*** Opening of Document extract ***

Re: [ceph-users] Fwd: OSD's not coming up in Nautilus

2019-11-08 Thread huang jun
can you post your 'ceph osd tree' in pastebin?
do you mean the osds report fsid mismatch is from old removed nodes?

nokia ceph  于2019年11月8日周五 下午10:21写道:
>
> Hi,
>
> The fifth node in the cluster was affected by hardware failure and hence the 
> node was replaced in the ceph cluster. But we were not able to replace it 
> properly and hence we uninstalled the ceph in all the nodes, deleted the 
> pools and also zapped the osd's and recreated them as new ceph cluster. But 
> not sure where from the reference for the old fifth nodes(failed nodes) osd's 
> fsid's are coming from still. Is this creating the problem. Because I am 
> seeing that the OSD's in the fifth node are showing up in the ceph status 
> whereas the other nodes osd's are showing down.

*** Close of Document extract ***
*** Opening of Dataset entries ***

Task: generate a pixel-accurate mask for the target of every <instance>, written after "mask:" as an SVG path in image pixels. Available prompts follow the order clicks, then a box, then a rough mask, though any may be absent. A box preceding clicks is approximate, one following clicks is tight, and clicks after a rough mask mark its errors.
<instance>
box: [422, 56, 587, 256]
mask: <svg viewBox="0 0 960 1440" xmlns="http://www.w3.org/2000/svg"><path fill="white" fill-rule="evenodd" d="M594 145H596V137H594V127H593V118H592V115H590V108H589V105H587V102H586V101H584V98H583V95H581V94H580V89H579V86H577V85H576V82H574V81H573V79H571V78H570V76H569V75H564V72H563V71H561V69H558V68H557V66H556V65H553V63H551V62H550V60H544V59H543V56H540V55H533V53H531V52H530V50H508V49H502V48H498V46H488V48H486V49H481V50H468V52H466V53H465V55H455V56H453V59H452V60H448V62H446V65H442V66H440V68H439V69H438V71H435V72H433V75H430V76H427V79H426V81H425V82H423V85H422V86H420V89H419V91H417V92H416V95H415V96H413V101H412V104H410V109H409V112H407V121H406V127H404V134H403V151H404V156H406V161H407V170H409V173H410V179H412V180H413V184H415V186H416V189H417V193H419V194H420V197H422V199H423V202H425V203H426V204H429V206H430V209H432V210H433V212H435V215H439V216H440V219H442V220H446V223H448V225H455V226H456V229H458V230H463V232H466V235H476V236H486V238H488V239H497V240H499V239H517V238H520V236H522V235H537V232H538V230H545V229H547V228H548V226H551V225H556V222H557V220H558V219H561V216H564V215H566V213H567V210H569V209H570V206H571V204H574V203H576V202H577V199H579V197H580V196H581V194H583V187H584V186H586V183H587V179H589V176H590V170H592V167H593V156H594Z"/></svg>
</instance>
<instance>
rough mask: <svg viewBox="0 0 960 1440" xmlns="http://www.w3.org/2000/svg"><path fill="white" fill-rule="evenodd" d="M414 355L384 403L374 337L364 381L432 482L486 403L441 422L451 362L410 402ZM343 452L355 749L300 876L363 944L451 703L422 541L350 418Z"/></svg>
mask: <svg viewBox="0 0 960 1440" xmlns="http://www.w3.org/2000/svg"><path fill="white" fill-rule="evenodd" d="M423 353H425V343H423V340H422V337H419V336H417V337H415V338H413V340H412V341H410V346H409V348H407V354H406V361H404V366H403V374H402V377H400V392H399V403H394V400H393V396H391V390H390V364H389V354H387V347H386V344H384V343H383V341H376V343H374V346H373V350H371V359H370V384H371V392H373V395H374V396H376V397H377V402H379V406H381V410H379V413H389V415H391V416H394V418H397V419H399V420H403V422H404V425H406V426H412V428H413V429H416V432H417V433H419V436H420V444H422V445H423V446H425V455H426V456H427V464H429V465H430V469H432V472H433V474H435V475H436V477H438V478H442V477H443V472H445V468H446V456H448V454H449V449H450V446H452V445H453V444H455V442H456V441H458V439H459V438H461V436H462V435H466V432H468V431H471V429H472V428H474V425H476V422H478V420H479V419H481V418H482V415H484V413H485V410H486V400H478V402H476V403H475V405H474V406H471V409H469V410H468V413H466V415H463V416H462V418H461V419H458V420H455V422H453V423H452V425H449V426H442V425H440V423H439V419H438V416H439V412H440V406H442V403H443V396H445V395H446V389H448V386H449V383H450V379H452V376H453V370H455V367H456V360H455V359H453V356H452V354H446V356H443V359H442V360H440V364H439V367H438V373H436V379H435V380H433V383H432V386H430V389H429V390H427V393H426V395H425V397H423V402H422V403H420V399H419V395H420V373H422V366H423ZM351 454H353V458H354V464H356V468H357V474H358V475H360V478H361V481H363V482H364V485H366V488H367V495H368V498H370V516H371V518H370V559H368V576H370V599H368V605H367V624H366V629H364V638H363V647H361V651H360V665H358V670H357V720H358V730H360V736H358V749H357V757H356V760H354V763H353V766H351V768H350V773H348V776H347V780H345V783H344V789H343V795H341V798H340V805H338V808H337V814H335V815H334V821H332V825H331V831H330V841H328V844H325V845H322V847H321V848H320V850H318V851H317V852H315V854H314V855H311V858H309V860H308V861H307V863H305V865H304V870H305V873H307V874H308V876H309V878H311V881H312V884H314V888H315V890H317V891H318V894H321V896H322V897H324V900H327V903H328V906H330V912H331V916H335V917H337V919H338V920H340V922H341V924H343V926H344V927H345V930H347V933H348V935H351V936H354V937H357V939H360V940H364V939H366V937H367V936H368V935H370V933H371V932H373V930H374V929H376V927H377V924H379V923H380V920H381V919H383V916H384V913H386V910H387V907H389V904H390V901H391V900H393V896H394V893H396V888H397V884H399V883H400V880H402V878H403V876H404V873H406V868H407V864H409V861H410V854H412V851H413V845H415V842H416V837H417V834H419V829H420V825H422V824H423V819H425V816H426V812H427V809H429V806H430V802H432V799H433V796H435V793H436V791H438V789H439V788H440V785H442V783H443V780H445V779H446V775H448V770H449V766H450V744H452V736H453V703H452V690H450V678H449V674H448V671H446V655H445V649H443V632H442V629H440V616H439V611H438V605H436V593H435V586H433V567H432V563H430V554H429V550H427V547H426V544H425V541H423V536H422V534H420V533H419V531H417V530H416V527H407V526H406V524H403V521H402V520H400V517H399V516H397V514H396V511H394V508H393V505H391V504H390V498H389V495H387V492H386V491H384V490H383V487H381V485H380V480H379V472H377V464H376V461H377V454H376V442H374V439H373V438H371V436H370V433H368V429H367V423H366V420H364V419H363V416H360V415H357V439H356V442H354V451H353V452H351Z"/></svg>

*** Close of Dataset entries ***

▸ **Work to complete**
**A.** In the Ceph OSD thread, which command's output does the reply ask to be posted in pastebin?
**B.** Carry the Ceph OSD thread on from its last sentence.
The entries have nothing to do with this.

▸ **Exercise results**
**A.** 'ceph osd tree'

**B.**
>
> On Fri, Nov 8, 2019 at 7:25 PM huang jun  wrote:
>>
>> I saw many lines like that
>>
>> mon.cn1@0(leader).osd e1805 preprocess_boot from osd.112
>> v2:10.50.11.45:6822/158344 clashes with existing osd: different fsid
>> (ours: 85908622-31bd-4728-9be3-f1f6ca44ed98 ; theirs:
>> 127fdc44-c17e-42ee-bcd4-d577c0ef4479)
>> the osd boot will be ignored if the fsid mismatch
>> what do you do before this happen?
>>
>> nokia ceph  于2019年11月8日周五 下午8:29写道:
>> >
>> > Hi,
>> >
>> > Please find the osd.0 which is restarted after the debug_mon is increased 
>> > to 20.
>> >
>> > cn1.chn8be1c1.cdn ~# date;systemctl restart ceph-osd@0.service
>> > Fri Nov  8 12:25:05 UTC 2019
>> >
>> > cn1.chn8be1c1.cdn ~# systemctl status ceph-osd@0.service -l
>> > ● ceph-osd@0.service - Ceph object storage daemon osd.0
>> >Loaded: loaded (/usr/lib/systemd/system/ceph-osd@.service; 
>> > enabled-runtime; vendor preset: disabled)
>> >   Drop-In: /etc/systemd/system/ceph-osd@.service.d
>> >└─90-ExecStart_NUMA.conf
>> >Active: active (running) since Fri 2019-11-08 12:25:06 UTC; 29s ago
>> >   Process: 298505 ExecStartPre=/usr/lib/ceph/ceph-osd-prestart.sh 
>> > --cluster ${CLUSTER} --id %i (code=exited, status=0/SUCCESS)
>> >  Main PID: 298512 (ceph-osd)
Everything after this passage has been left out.